Exercise brief:
Can you copy out every one of the records below word for word?

Material provided:
################

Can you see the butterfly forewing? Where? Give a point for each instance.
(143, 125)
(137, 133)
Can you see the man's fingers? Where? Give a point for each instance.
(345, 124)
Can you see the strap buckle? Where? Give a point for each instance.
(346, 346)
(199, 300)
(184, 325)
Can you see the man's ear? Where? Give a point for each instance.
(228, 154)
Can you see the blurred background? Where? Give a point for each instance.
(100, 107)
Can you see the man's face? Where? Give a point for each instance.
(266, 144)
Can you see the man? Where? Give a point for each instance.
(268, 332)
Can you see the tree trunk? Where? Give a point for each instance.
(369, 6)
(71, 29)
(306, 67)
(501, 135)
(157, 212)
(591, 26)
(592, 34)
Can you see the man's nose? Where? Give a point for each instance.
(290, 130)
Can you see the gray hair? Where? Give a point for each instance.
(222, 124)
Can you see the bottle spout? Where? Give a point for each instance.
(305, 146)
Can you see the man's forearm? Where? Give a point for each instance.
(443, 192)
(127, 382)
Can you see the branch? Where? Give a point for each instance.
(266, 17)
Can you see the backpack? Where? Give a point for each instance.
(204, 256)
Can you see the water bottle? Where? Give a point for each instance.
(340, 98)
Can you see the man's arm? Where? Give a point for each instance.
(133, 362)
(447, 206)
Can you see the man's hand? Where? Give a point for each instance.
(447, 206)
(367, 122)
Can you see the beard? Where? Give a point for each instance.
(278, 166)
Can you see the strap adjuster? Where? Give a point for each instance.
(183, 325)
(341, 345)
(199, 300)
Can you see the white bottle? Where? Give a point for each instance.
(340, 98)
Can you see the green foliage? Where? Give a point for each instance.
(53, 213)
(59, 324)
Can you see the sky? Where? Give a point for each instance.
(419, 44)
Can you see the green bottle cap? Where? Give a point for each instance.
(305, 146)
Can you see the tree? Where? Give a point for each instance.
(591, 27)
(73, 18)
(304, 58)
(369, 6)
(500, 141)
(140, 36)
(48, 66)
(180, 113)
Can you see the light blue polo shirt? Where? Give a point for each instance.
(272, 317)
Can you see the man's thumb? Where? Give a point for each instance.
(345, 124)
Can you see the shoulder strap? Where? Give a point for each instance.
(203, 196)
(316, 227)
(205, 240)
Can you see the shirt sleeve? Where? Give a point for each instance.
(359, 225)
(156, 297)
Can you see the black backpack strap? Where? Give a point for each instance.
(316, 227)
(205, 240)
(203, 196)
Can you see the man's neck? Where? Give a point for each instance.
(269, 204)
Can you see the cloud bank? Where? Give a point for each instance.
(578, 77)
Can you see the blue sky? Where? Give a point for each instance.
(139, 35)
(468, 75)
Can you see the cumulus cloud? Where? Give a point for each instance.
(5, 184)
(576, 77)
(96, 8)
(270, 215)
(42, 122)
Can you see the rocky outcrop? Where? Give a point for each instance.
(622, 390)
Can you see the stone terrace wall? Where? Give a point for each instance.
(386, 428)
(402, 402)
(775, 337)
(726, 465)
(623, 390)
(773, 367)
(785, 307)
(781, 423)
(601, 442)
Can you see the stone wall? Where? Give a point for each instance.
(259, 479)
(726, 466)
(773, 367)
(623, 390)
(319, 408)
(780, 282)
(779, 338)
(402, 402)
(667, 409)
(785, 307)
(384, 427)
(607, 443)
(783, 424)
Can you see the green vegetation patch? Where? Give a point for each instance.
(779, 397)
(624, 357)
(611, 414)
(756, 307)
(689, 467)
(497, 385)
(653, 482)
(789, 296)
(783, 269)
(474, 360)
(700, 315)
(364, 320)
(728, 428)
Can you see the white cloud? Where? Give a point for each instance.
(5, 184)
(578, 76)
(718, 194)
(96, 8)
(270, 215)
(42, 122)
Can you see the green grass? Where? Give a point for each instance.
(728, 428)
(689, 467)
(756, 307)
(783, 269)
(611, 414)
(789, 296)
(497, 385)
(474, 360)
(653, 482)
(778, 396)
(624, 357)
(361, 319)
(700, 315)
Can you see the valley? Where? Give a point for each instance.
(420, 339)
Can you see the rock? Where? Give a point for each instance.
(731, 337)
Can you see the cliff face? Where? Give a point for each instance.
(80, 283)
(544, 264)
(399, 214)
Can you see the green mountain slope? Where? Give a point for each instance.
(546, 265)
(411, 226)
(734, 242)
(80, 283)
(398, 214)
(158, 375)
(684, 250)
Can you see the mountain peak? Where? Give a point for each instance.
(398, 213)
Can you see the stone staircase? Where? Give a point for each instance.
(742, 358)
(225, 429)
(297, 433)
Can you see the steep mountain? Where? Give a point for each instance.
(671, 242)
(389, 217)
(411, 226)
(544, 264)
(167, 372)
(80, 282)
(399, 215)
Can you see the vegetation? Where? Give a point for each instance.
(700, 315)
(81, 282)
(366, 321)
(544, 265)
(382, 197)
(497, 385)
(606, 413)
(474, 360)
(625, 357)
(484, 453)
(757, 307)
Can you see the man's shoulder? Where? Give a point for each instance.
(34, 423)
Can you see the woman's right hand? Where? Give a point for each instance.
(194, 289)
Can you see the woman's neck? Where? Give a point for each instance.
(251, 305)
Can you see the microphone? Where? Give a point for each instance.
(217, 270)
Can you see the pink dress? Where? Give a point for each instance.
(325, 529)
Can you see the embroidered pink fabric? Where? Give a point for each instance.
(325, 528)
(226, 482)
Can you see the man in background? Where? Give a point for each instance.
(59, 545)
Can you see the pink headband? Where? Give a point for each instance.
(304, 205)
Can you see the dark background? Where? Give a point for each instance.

################

Written answer:
Can you see the butterfly forewing? Where? Give a point for each instance.
(143, 125)
(137, 133)
Can you see the man's fingers? Where? Give a point for each instance.
(345, 124)
Can you see the strap buckle? Where? Give a point for each instance.
(346, 346)
(199, 300)
(184, 325)
Can you see the man's ear? Where? Give a point for each instance.
(228, 154)
Can you see the blurred background? Where? Give a point for each instance.
(100, 107)
Can you see the man's face? Where? Give a point for each instance.
(266, 144)
Can you see the man? Where? Give a point for each instance.
(268, 332)
Can you see the tree trunk? Where? Give a point for each instance.
(369, 6)
(71, 29)
(306, 67)
(501, 135)
(157, 212)
(591, 26)
(592, 34)
Can you see the man's nose? Where? Give a point for each instance.
(290, 130)
Can you see the gray hair? Where? Give a point for each instance.
(222, 124)
Can you see the bottle spout? Where? Give a point for each instance.
(305, 146)
Can you see the man's forearm? Where? Give a point for each instance.
(443, 192)
(127, 382)
Can you see the branch? Where? Give a point for each instance.
(266, 17)
Can you see the backpack? Where? Give a point for each instance.
(204, 256)
Can you see the water bottle? Where? Give a point for each instance.
(340, 98)
Can you see the man's arm? Where? Give a point for each instance.
(133, 362)
(447, 206)
Can you see the man's hand? Where? Give a point for each instance.
(447, 206)
(367, 122)
Can you see the beard? Where? Give a point for each instance.
(278, 166)
Can you see the strap adjuster? Where? Give a point for each instance.
(183, 325)
(341, 345)
(199, 300)
Can you see the white bottle? Where? Give a point for each instance.
(340, 98)
Can you see the green foliage? Where? Give a point for each instance.
(53, 213)
(59, 324)
Can you see the sky? Where? Give a point for each instance.
(419, 44)
Can you see the green bottle cap? Where? Give a point for each instance.
(305, 146)
Can you see the tree? Where? Give a point for each instance.
(591, 27)
(73, 18)
(304, 58)
(369, 6)
(500, 141)
(140, 36)
(48, 66)
(180, 113)
Can you see the light blue polo shirt? Where? Give a point for each instance.
(272, 317)
Can you see the man's thumb? Where? Give a point for each instance.
(345, 124)
Can you see the shoulder strap? Where? Give a point for each instance.
(203, 196)
(316, 227)
(205, 240)
Can you see the shirt sleeve? Where? Give a point for each instance.
(359, 225)
(156, 297)
Can you see the black backpack strap? Where? Give a point for each instance.
(316, 227)
(205, 240)
(203, 196)
Can you see the man's neck? Where? Give a point for each instance.
(269, 204)
Can you see the cloud bank? Where? Give a point for each instance.
(578, 77)
Can you see the blue sky? Where? Give a point for each instance.
(139, 35)
(468, 75)
Can you see the cumulus cloud? Where? Give a point for each instance.
(5, 184)
(576, 77)
(96, 8)
(270, 215)
(42, 122)
Can you see the rocky outcrop? Where? Give a point for each instance.
(622, 390)
Can you see the stone terrace wall? Where? Give a point for each instance.
(386, 428)
(402, 402)
(775, 337)
(726, 465)
(623, 390)
(773, 367)
(785, 307)
(781, 423)
(601, 442)
Can you see the stone wall? Where? Give a point for each instance.
(259, 479)
(726, 466)
(773, 367)
(623, 390)
(319, 408)
(780, 282)
(779, 338)
(402, 402)
(667, 409)
(785, 307)
(384, 427)
(607, 443)
(783, 424)
Can you see the green vegetation patch? Where? Give a point for each instance.
(779, 397)
(624, 357)
(611, 414)
(756, 307)
(689, 467)
(497, 385)
(653, 482)
(789, 296)
(783, 269)
(474, 360)
(700, 315)
(364, 320)
(728, 428)
Can you see the white cloud? Where? Give a point for each instance.
(5, 184)
(578, 76)
(718, 194)
(96, 8)
(270, 215)
(42, 122)
Can you see the green grass? Where? Give a point for each instance.
(728, 428)
(689, 467)
(756, 307)
(783, 269)
(611, 414)
(789, 296)
(497, 385)
(474, 360)
(653, 482)
(778, 396)
(624, 357)
(361, 319)
(700, 315)
Can you see the valley? Where? Give a point for each instance.
(420, 339)
Can you see the rock? Where? Give a point for each instance.
(731, 337)
Can you see the cliff face? Where? Give a point for each instance.
(80, 283)
(544, 264)
(399, 214)
Can you see the green mountain slope? Where? Give a point for each instance.
(546, 265)
(411, 226)
(734, 242)
(80, 283)
(398, 214)
(158, 375)
(684, 250)
Can you see the mountain peak? Where? Give a point for each instance.
(398, 213)
Can you see the stone staircase? Where? Give a point for each instance.
(742, 358)
(225, 429)
(297, 433)
Can you see the steep mountain? Where? Give a point for each instance.
(671, 242)
(389, 217)
(411, 226)
(544, 264)
(167, 372)
(80, 282)
(399, 215)
Can you see the vegetation? Where? Give a point for each instance.
(700, 315)
(81, 282)
(366, 321)
(544, 265)
(382, 197)
(497, 385)
(606, 413)
(474, 360)
(625, 357)
(484, 453)
(757, 307)
Can you see the man's shoulder? Where? Give a point for each instance.
(34, 423)
Can you see the woman's right hand? Where? Give a point for each instance.
(194, 289)
Can you see the woman's neck? Where? Give a point for each instance.
(251, 305)
Can you see the microphone? Where? Give a point for each instance.
(217, 270)
Can you see the pink dress? Where? Give a point for each instance.
(325, 529)
Can you see the embroidered pink fabric? Where? Give a point for each instance.
(325, 528)
(226, 482)
Can you see the man in background? Where? Give a point for each instance.
(59, 545)
Can you see the pink headband? Where? Give a point for each instance.
(304, 205)
Can you see the dark background? Where? Give a point for each instance.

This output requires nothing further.